-- Cuplikan Halaman --
———
Jakarta - Umat Islam di seluruh Indonesia memperingati Maulid Nabi Muhammad SAW pada hari ini, Jumat, 5 September 2025. Namun, perayaan kelahiran sang suri teladan kali ini terasa berbeda. Peringatan Maulid datang di saat bangsa masih berusaha memulihkan luka dan mencari makna dari gejolak sosial hebat yang meletus pada akhir Agustus lalu. Di tengah suasana reflektif ini, satu ajaran Nabi yang seringkali terlupakan kembali mengemuka dengan relevansi yang tajam: ajaran tentang keberanian mengutarakan kritik sebagai bentuk perjuangan tertinggi.
Kerusuhan akhir Agustus, yang menelan korban jiwa dan kerugian material ditaksir triliunan rupiah, bukanlah peristiwa yang terjadi tiba-tiba. Ia adalah puncak dari akumulasi kekecewaan publik yang merasa suaranya tak lagi didengar. Dipicu oleh serangkaian kebijakan yang dianggap mencederai rasa keadilan---seperti kenaikan tunjangan DPR di tengah himpitan ekonomi rakyat---gelombang protes awalnya berfokus pada tuntutan kebijakan yang substantif.
Namun, ketika aspirasi tersebut direspons dengan barikade dan gas air mata, dan puncaknya adalah tragedi tewasnya seorang pengemudi ojek online, Affan Kurniawan, yang terlindas kendaraan taktis aparat, arah kemarahan massa pun berubah. Protes kebijakan bermetamorofis menjadi amarah terhadap brutalitas aparat dan tuntutan keadilan.
———
(Entri koleksi)

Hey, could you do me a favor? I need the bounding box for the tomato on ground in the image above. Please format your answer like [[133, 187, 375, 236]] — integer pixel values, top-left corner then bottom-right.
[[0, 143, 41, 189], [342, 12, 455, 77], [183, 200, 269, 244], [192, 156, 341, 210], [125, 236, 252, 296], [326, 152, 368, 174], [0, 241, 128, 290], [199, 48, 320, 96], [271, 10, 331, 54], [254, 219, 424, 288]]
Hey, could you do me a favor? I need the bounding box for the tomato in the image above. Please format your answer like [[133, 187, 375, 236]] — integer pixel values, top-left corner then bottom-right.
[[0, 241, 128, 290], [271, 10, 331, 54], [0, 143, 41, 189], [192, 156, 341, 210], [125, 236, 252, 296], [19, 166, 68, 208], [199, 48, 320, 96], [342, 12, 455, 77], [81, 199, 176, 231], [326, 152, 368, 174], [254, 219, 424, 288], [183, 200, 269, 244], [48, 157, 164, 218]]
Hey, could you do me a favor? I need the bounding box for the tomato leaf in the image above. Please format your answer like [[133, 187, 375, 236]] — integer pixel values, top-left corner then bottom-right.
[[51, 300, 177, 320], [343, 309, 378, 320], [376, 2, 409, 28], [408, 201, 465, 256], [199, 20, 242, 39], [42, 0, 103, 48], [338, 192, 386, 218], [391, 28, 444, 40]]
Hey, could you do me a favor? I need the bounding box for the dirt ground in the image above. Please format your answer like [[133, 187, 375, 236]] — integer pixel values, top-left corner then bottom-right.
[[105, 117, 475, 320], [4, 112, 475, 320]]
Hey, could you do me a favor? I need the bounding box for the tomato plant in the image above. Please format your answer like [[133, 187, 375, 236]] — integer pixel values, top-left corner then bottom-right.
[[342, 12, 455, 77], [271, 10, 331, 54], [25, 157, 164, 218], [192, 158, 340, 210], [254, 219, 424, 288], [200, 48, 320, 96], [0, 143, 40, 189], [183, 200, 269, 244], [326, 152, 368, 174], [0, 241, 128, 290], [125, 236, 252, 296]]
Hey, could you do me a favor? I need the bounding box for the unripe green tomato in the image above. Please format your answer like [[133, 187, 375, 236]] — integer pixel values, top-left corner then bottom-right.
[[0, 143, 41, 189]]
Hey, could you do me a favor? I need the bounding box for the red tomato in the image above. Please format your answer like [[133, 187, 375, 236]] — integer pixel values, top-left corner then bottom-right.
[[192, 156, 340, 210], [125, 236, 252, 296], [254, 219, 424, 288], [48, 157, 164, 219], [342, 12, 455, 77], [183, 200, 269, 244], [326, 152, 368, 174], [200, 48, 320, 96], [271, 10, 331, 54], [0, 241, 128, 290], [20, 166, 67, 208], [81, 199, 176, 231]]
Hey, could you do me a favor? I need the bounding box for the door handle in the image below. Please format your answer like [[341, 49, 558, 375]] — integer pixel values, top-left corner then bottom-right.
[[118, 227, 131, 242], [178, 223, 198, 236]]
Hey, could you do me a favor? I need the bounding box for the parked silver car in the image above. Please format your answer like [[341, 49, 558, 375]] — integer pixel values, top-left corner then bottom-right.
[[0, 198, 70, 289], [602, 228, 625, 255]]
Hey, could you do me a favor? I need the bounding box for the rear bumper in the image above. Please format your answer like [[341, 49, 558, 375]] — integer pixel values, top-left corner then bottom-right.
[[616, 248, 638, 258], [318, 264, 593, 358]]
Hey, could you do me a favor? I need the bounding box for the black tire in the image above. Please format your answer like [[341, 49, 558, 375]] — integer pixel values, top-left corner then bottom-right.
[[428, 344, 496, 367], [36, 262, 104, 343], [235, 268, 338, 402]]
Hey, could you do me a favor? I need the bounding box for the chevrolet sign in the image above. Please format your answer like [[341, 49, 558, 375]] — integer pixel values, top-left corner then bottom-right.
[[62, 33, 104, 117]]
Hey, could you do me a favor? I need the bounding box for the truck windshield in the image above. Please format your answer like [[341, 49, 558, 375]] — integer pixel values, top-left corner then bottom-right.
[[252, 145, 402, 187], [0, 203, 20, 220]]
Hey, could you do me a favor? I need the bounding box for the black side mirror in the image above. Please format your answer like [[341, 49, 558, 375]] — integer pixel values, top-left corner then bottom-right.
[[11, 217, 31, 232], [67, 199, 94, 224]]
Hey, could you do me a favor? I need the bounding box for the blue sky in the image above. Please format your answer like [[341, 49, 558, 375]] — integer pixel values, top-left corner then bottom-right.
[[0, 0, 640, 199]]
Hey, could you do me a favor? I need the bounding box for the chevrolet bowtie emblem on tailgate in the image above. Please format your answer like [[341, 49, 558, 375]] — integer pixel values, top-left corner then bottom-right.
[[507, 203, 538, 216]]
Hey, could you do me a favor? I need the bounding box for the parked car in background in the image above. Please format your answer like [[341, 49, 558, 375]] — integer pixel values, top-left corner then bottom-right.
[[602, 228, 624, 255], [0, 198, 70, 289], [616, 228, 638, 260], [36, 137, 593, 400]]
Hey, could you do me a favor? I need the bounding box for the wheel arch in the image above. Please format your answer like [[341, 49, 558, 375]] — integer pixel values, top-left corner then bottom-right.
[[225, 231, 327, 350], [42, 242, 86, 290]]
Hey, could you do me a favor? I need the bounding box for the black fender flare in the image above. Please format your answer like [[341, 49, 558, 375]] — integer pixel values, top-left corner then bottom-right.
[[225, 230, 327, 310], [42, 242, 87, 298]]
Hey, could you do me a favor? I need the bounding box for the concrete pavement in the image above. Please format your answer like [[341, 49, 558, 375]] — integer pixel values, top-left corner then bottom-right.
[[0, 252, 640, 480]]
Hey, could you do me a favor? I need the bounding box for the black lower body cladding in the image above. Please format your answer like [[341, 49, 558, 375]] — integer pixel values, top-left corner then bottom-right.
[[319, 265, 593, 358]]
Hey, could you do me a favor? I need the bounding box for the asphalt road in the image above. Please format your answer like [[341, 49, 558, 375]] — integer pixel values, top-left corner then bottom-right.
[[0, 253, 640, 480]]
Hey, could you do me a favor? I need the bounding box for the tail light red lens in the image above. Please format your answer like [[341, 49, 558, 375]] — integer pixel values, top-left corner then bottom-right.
———
-- Rumusan Soal --
Tulis ulang bagian artikel tentang Maulid Nabi dari "Kerusuhan akhir Agustus, yang" sampai "dan tuntutan keadilan.", dan ganti "aparat" dengan "petugas".

-- Jawaban Latihan --
Kerusuhan akhir Agustus, yang menelan korban jiwa dan kerugian material ditaksir triliunan rupiah, bukanlah peristiwa yang terjadi tiba-tiba. Ia adalah puncak dari akumulasi kekecewaan publik yang merasa suaranya tak lagi didengar. Dipicu oleh serangkaian kebijakan yang dianggap mencederai rasa keadilan---seperti kenaikan tunjangan DPR di tengah himpitan ekonomi rakyat---gelombang protes awalnya berfokus pada tuntutan kebijakan yang substantif.
Namun, ketika aspirasi tersebut direspons dengan barikade dan gas air mata, dan puncaknya adalah tragedi tewasnya seorang pengemudi ojek online, Affan Kurniawan, yang terlindas kendaraan taktis petugas, arah kemarahan massa pun berubah. Protes kebijakan bermetamorofis menjadi amarah terhadap brutalitas petugas dan tuntutan keadilan.